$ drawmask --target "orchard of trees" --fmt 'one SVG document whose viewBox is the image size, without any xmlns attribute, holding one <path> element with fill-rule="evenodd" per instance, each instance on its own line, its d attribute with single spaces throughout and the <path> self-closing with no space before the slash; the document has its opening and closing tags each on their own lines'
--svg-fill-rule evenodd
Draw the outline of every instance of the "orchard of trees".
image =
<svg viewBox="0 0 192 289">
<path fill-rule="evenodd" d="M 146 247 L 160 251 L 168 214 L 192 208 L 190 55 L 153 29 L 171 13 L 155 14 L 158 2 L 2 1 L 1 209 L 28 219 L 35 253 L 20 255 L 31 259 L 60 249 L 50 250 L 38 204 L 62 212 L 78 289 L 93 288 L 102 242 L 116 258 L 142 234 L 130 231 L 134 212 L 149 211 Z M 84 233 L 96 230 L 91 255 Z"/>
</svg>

────────────────

Retype the entries above character for character, keeping each line break where it falls.

## TASK RESPONSE
$ drawmask --target "orchard of trees" --fmt 'one SVG document whose viewBox is the image size, without any xmlns attribute, holding one <path> element with fill-rule="evenodd" per instance, each instance on its own line, its d attribute with single spaces throughout and the <path> self-closing with no space before the slash; the document has its opening and closing tags each on their own lines'
--svg-fill-rule evenodd
Draw the outline of every instance of the "orchard of trees".
image =
<svg viewBox="0 0 192 289">
<path fill-rule="evenodd" d="M 146 247 L 160 251 L 168 214 L 192 208 L 190 55 L 153 29 L 171 13 L 155 14 L 158 2 L 2 1 L 1 209 L 28 219 L 35 253 L 20 255 L 31 259 L 60 249 L 50 250 L 38 204 L 62 212 L 78 289 L 93 288 L 102 242 L 116 258 L 142 234 L 130 231 L 134 212 L 149 211 Z M 84 233 L 96 230 L 91 255 Z"/>
</svg>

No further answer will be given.